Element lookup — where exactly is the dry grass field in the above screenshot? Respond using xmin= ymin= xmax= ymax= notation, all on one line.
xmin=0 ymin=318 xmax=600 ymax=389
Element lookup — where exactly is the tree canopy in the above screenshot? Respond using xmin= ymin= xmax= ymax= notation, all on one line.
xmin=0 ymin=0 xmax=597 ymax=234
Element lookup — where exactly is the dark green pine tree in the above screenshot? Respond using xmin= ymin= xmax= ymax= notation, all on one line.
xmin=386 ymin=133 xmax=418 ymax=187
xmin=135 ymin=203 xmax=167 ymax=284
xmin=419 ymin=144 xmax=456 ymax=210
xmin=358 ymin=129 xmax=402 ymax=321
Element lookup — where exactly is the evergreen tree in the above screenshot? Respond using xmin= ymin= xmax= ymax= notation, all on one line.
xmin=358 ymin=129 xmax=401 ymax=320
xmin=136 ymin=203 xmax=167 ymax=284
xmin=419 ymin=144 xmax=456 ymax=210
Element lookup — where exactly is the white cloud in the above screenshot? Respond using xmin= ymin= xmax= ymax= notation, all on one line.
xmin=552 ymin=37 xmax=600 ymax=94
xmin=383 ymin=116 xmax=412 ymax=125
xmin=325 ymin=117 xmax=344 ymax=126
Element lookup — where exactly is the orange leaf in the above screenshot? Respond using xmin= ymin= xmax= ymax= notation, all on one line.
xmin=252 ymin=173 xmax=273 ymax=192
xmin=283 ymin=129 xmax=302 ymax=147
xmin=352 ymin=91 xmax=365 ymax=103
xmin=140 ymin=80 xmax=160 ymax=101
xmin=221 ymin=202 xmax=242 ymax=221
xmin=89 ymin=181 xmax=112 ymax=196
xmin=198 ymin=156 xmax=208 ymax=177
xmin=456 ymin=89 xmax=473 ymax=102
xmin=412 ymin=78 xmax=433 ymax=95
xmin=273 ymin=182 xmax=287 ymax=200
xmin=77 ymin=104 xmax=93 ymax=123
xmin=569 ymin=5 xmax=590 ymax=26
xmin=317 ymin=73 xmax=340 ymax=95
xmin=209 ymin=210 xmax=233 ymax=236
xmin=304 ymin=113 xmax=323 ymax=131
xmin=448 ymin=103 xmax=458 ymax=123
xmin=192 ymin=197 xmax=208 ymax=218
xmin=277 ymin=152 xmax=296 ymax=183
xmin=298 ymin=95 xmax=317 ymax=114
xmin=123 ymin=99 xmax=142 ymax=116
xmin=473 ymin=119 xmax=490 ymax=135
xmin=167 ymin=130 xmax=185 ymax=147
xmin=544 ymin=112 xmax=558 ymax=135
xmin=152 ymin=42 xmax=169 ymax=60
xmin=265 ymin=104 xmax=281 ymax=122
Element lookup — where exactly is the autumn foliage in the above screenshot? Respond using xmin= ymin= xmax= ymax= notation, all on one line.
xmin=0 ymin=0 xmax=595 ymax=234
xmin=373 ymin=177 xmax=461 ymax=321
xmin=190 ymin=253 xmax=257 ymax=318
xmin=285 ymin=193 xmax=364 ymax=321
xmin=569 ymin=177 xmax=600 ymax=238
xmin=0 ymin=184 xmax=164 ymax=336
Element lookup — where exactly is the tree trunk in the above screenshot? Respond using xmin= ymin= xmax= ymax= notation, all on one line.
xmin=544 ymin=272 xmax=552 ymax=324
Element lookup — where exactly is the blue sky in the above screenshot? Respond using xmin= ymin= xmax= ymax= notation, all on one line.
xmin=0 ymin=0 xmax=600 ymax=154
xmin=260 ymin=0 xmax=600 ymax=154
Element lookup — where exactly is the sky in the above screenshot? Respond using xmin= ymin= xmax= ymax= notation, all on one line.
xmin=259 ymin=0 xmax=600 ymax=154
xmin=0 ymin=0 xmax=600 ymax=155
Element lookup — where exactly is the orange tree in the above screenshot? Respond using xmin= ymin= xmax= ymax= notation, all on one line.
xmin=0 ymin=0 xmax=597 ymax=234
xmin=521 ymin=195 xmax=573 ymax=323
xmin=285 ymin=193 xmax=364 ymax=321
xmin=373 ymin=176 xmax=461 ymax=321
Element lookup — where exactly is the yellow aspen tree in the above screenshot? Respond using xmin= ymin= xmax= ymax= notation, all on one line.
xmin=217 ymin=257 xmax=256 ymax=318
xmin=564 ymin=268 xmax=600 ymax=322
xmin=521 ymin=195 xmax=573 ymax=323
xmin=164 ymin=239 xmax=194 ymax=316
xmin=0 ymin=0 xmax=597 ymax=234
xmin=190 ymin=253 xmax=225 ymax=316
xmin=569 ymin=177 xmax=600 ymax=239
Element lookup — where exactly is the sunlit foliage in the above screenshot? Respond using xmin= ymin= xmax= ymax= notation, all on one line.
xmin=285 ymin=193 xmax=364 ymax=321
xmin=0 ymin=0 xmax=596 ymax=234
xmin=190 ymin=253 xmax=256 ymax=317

# [TASK REQUIREMENTS]
Rewrite the part that opens with the line containing "Element lookup — where exactly is the white" and closes with the line containing "xmin=325 ymin=117 xmax=344 ymax=126", putting "pale cloud" in place of "white cloud" and keeping everything else the same.

# [WORKED SOLUTION]
Element lookup — where exactly is the pale cloud in the above screenshot? Respond using xmin= ymin= xmax= ymax= notation, all on one line.
xmin=552 ymin=37 xmax=600 ymax=94
xmin=383 ymin=116 xmax=412 ymax=125
xmin=325 ymin=117 xmax=344 ymax=126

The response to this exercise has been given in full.